» **MATERIAL FOR THE TASK**

┌──

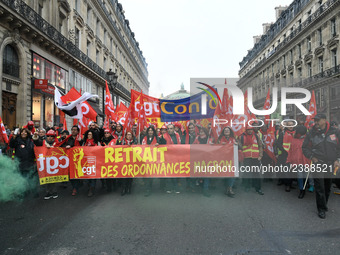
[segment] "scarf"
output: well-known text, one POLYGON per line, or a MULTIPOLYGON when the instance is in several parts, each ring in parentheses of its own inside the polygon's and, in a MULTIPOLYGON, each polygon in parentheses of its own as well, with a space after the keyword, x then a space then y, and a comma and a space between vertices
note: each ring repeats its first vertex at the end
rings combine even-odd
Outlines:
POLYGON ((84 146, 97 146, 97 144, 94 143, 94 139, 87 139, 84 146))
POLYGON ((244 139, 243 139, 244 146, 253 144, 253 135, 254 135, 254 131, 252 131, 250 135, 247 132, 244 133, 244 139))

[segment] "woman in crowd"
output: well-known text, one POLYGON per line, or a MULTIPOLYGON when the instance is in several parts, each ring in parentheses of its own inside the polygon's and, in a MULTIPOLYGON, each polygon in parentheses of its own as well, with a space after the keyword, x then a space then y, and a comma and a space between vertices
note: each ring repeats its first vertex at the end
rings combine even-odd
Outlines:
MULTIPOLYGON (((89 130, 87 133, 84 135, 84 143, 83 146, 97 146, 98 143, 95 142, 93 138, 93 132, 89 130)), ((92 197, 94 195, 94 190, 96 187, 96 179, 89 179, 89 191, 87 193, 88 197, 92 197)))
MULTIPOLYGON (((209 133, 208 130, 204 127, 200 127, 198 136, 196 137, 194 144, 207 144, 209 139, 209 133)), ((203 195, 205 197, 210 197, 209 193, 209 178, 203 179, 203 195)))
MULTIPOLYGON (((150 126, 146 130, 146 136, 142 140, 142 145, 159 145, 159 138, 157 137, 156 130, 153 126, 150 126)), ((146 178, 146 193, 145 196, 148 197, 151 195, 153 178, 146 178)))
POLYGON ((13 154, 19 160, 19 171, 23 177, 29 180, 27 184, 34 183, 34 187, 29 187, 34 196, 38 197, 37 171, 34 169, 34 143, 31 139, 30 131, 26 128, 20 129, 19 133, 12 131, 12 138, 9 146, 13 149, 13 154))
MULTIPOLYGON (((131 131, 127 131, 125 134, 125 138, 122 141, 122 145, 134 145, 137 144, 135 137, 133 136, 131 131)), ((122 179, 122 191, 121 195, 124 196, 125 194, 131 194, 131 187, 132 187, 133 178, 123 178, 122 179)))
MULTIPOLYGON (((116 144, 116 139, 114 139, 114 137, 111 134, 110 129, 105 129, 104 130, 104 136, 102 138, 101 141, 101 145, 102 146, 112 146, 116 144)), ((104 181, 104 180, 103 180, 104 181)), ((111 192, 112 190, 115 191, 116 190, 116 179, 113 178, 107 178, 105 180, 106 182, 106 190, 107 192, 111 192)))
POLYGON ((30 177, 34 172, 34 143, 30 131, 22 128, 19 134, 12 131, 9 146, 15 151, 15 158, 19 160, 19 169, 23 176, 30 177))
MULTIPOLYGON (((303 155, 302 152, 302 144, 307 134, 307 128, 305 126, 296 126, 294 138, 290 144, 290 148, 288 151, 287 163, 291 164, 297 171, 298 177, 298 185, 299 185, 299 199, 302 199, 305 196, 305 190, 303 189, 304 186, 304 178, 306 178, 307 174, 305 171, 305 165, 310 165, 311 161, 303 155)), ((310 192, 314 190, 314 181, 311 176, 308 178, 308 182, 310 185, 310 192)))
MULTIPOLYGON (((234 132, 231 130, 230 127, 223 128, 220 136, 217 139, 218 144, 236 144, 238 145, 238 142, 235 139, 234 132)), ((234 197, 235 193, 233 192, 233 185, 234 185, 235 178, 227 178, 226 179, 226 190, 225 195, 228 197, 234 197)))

└──

» **AIM**
Please render every row above as a two-column CSV headed instruction and outline, with one line per row, each row's text and its answer in one quoted field apiece, and line breaks turned into spaces. Leave out the pictures.

» **EXERCISE RESPONSE**
instruction,outline
"[segment] ""scarf"" output: well-known text, one POLYGON per line, or a MULTIPOLYGON when the instance is in several parts, each ring in parentheses of its own inside the polygon's and, in a MULTIPOLYGON, each polygon in parentheses of its own as well, with a space after the keyword, x then a space then y, and a comma and a space between vertices note: each ring repeats its first vertex at the end rings combine even-odd Outlines:","POLYGON ((84 146, 97 146, 97 144, 94 143, 94 139, 87 139, 84 146)) POLYGON ((244 139, 243 139, 244 146, 253 144, 253 135, 254 135, 254 131, 252 131, 250 135, 247 132, 244 133, 244 139))"
"[segment] ""woman in crowd"" output: well-known text, one POLYGON per line, or a MULTIPOLYGON when the instance is in several parts, each ring in parentheses of its own inside the polygon's and, in a MULTIPOLYGON, each polygon in parentheses of its own as well, with a space after the keyword, x then a space then y, and a comma and a space between vertices note: each ring repeats its first vertex at the end rings combine even-odd Outlines:","MULTIPOLYGON (((89 130, 87 133, 84 135, 84 143, 83 146, 97 146, 98 143, 95 142, 93 138, 93 132, 89 130)), ((92 197, 94 195, 94 190, 96 187, 96 179, 89 179, 89 191, 87 193, 88 197, 92 197))) MULTIPOLYGON (((209 133, 208 130, 204 127, 200 127, 198 136, 196 137, 194 144, 207 144, 209 139, 209 133)), ((203 195, 205 197, 210 197, 209 193, 209 178, 203 179, 203 195))) MULTIPOLYGON (((150 126, 146 130, 146 136, 142 140, 142 145, 159 145, 159 138, 157 137, 156 130, 153 126, 150 126)), ((146 178, 146 193, 145 196, 148 197, 151 195, 153 178, 146 178))) POLYGON ((13 154, 19 160, 19 171, 23 177, 29 180, 27 184, 34 183, 34 187, 29 187, 34 196, 38 197, 37 171, 34 169, 34 143, 31 139, 30 131, 26 128, 20 129, 19 133, 12 131, 12 138, 9 146, 13 149, 13 154)) MULTIPOLYGON (((131 131, 127 131, 125 134, 125 138, 122 141, 122 145, 134 145, 137 144, 135 137, 133 136, 131 131)), ((122 179, 122 191, 121 195, 124 196, 125 194, 131 194, 131 187, 132 187, 133 178, 123 178, 122 179))) MULTIPOLYGON (((116 144, 116 139, 114 139, 114 137, 111 134, 110 129, 105 129, 104 130, 104 136, 102 138, 101 141, 101 145, 102 146, 112 146, 116 144)), ((104 181, 104 180, 103 180, 104 181)), ((111 192, 112 190, 115 191, 116 190, 116 179, 113 178, 107 178, 105 180, 106 182, 106 190, 107 192, 111 192))) POLYGON ((30 177, 34 172, 34 143, 30 131, 22 128, 19 134, 12 131, 9 146, 15 151, 15 158, 19 160, 19 169, 23 176, 30 177)) MULTIPOLYGON (((303 155, 302 152, 302 144, 307 134, 307 128, 305 126, 296 126, 294 138, 290 144, 290 148, 288 151, 287 163, 291 164, 297 171, 298 177, 298 185, 299 185, 299 199, 302 199, 305 196, 305 190, 303 189, 304 186, 304 178, 306 178, 307 174, 305 171, 305 165, 310 165, 311 161, 303 155)), ((310 192, 314 190, 314 181, 311 176, 308 178, 308 182, 310 185, 310 192))) MULTIPOLYGON (((234 132, 231 130, 230 127, 223 128, 220 136, 217 139, 218 144, 236 144, 238 145, 238 142, 235 139, 234 132)), ((234 197, 235 193, 233 192, 233 185, 234 185, 235 178, 227 178, 226 179, 226 190, 225 195, 228 197, 234 197)))"